### Exercices à faire
1. Recopiez les lignes, consignes comprises, en commençant à celle qui contient « the white sea » et en vous arrêtant après la dernière ligne. Multipliez par 0,9 chaque coordonnée des points donnés en réponse, sans toucher aux consignes ni à leurs exemples, puis arrondissez à l'entier le plus proche, les demis vers le haut.
2. Écrivez la suite de l'article sur la dégustation de vins grecs, à partir de l'endroit où il s'arrête.

### Texte du document
··········
Non, je n’ai pas fait, ces jours-ci, un voyage dans ce beau pays qui souffre tant. Je souhaite beaucoup y retourner prochainement, mais je tiens d’abord à rendre compte d’une très impressionnante dégustation que j’ai eu la chance de faire la semaine dernière à Paris, grâce à la famille Mavrommatis qui possède plusieurs restaurants, une affaire de traiteur avec de multiples points de vente, une cave à vins et qui importe des vins de toute la Grèce.
La cave à vin Mavrommatis
49, rue Censier 75005 Paris
+33 (0)1 45 35 64 95
www.mavrommatis.com
Il est bien fini le temps ou l’image du vin grec était cantonné à des retsinas et des rouges volumineux et parfois durs. Cela a aussi changé depuis la période, plus récente, qui a vu certains producteurs grecs tenter d’imposer des cépages français dans un pays qui possède un réservoir de variétés autochtones parfaitement adapté à leur climat et plein de ressources.
Cette dégustation était dédiée, justement, à ces variétés autochtones qui nous ne voyons encore trop peu en dehors de leur pays d’origine, bien que quelques unes, comme le magnifique cépage blanc Assyrtiko ou le rouge Agiorgitiko commencent à faire parler d’eux. Lors de cette journée, en plus de vins issus de ces deux cultivars vedettes, j’ai pu déguster des vins qui faisaient appel, en totalité ou en partie, à de l’Aïdani, de l’Athiri, de l’Augustiatis, du Korinthiaki, du Limnio, de la Malagousia, de la Malvasia Aromatica, du Mandilaria, du Mavrodaphne, du Mavrotragano, du Moschophilaro, du Negoska, du Negroamaro, du Preknadi, du Refosco, du Robola, du Rhoditis, du Savationo, du Sideritis et du Xinomavro. Très rarement quelques vins que j’ai dégusté contenaient un complément d’assemblage qui faisait appel soit à du merlot, soit au cabernet sauvignon, à de la syrah ou au viognier, mais ce furent des cas d’exception parmi plus de 60 vins présents. Je sais bien que le Negroamaro et le Refosco, sans parler de la Malvasia, se trouvent plus souvent de l’autre côté de l’Adriatique qu’en Grèce, mais il s’agit tout de même de variétés régionales et cela fait, de toute façon, une très belle collection !
··········
### Lignes à traiter

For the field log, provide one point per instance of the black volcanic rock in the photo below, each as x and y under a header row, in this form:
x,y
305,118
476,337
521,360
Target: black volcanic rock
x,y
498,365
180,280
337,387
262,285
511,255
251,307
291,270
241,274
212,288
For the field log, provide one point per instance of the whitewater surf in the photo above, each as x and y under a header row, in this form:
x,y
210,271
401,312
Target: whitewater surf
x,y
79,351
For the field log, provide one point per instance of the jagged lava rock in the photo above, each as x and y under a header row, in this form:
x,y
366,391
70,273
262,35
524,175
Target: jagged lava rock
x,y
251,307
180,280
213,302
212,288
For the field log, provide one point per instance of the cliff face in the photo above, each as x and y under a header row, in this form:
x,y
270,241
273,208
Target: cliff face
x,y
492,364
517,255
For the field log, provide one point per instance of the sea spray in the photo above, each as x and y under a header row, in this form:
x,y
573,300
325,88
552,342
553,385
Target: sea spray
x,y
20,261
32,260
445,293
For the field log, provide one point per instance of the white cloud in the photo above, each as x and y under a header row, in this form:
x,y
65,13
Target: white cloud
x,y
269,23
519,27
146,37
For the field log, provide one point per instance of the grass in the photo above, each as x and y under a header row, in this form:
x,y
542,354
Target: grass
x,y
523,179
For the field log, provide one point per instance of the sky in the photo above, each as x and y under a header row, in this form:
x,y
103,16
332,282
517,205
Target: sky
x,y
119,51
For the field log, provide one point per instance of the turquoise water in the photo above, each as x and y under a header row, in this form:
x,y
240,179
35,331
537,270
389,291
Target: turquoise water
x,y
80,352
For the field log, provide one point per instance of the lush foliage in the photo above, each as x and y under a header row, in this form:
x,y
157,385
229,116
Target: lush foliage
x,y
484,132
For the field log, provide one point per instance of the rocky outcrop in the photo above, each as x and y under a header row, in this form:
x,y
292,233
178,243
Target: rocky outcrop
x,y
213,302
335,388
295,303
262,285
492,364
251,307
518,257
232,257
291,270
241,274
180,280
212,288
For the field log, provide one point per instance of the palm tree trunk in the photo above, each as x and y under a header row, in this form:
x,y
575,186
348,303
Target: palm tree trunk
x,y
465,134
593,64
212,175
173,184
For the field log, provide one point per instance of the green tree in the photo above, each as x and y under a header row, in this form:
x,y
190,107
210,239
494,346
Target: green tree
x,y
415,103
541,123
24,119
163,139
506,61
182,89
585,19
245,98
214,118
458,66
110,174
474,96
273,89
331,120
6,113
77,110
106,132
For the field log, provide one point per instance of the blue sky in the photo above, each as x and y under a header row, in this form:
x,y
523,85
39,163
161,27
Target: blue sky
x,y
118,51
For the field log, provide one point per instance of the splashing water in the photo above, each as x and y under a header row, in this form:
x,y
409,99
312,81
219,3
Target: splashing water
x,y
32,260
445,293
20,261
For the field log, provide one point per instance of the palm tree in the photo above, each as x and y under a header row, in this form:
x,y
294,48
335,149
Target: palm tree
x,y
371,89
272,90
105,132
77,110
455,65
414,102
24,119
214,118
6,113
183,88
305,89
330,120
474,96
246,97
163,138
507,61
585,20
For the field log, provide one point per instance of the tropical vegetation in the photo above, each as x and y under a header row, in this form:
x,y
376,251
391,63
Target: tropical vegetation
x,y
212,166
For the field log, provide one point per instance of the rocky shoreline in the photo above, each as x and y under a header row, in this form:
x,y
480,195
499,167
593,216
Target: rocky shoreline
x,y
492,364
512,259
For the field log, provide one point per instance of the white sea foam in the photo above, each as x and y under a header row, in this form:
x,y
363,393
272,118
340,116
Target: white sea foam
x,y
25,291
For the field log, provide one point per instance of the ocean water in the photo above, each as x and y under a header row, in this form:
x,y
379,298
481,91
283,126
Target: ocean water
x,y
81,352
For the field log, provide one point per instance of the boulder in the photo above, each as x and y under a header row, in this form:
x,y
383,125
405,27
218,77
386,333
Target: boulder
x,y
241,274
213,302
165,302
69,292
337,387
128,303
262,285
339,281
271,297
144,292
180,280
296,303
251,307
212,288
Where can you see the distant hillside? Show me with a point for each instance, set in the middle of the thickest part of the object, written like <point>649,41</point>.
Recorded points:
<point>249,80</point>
··········
### Exercices corrigés
1.
For the field log, provide one point per instance of the white sea foam in the photo above, each as x and y under a header row, in this form:
x,y
363,393
272,118
340,116
Target: white sea foam
x,y
23,262
For the field log, provide one point per instance of the ocean water in the photo above, each as x and y under a header row, in this form:
x,y
379,298
481,91
283,126
Target: ocean water
x,y
73,317
For the field log, provide one point per instance of the boulder in the photo above, each as x and y under a header row, in this form:
x,y
383,125
405,27
218,77
386,333
Target: boulder
x,y
217,247
192,272
149,272
62,263
303,348
115,273
236,257
305,253
244,267
130,263
162,252
266,273
226,276
191,259
Where can you see the distant hillside? Show me with a point for each instance, set in the middle of the thickest part of the object, written like <point>649,41</point>.
Recorded points:
<point>224,72</point>

2.
Mais la chose qui m’a le plus impressionné dans cette dégustation n’était pas l’aspect ampélographique, bien que cela ait son intérêt: c’était la qualité des vins présentés, autant que leur diversité géographique. Autant aller voir cela de suite, région par région en commençant avec les îles. Je traiterai de la partie continentale la semaine prochaine.
Santorini, les Iles Cyclades
Santorini est un archipel d’îles volcaniques situé au sud des Cyclades, en pleine mer Egée. Il possède son propre AOC pour des vins blancs élaborés avec les cépages Assyrtiko ou Nykteri, mais produit aussi vins rouges, en particulier avec du Mavrotragano et qui se vendent sous la bannière de l’IGP Cyclades. Mavro = noir en grec, donc on voit ce mot souvent incorporé dans des noms de variétés grecs de cette couleur. Il y a aussi des Vinsanto, qui peuvent être rouges ou blancs et qui sont aussi des AOP. La surface viticole à Santorini couvre environ 1500 hectares et le sol volcanique est constitué aussi de schiste et de calcaire. Cette nature de sol a eu l’avantage d’écarter le phylloxera et les vignes sont donc franches de pied. Les conditions climatiques sont sévères avec des apports en eau de pluie très limités. Les températures sont élevées pendant la longue période estivale et il y a aussi des vents violents. A défaut de précipitations, les vignes reçoivent les brumes marines durant les nuits d’été. Pour lutter contre les chaleurs extrêmes et les vents violents, une taille de la vigne en arbuste basse ayant une forme en spirale s’est développée. Cette taille, qui s’appelle « gobelet en couronne », a pour objet de résister aux vents et de concentrer les grappes à l’intérieur de l’arbuste pour les protéger du sable (voir photo ci-dessous). Certains expérimentent avec d’autres formes de taille, quand l’exposition l’autorise. Les rendements sont forcément très limités, ce qui explique les prix des vins (entre 20 et 40 euros pour les vins secs, et le double pour les vinsanto).
Domaine Argyros
AOP Santorin 2015
100% Assyrtiko, du village d’Episkop Gwnia
Ce vin élaboré en cuves inox est aussi frais que complexe. L’acidité fait corps avec le vin et la longueur est excellente. Un vin splendide et vivifiant. L’assyrtiko n’est pas une variété très aromatique mais il semble très intéressant par sa texture et sa longueur qui doit quelque chose à son acidité importante.
Prix public: 19 euros, ce qui n’est pas excessif.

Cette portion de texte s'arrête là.